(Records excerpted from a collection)
=-=-=

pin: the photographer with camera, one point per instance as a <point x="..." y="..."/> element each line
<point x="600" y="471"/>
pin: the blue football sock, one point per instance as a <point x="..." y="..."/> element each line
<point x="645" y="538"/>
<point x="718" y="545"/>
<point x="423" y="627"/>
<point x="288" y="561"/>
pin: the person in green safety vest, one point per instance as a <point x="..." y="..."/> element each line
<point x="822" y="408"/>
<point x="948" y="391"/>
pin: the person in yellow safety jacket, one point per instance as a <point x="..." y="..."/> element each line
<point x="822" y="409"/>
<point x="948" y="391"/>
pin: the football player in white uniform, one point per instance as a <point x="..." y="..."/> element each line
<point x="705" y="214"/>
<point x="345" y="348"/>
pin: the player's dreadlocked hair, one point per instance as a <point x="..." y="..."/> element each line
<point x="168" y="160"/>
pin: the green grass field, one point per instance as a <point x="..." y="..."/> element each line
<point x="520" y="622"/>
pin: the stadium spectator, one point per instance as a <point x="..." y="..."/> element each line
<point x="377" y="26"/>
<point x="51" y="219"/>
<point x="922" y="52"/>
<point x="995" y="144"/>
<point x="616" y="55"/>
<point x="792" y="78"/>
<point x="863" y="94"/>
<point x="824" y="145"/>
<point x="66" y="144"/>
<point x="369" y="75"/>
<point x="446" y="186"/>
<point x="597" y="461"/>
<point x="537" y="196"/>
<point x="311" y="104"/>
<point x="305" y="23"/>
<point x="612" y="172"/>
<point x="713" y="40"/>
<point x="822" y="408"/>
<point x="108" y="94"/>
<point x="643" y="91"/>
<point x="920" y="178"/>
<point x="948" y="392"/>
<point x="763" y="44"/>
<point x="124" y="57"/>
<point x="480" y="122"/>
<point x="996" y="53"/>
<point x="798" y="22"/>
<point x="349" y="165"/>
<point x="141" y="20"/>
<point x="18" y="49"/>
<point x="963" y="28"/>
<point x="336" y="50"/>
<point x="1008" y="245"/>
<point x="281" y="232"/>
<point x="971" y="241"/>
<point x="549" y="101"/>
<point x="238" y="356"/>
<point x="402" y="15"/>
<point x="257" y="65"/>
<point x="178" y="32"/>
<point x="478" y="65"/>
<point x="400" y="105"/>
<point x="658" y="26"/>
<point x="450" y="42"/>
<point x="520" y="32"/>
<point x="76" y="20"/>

=-=-=

(Objective)
How many lines in the records above contain the string "football"? Case matters, and your reply should be only the number.

(Answer to this task)
2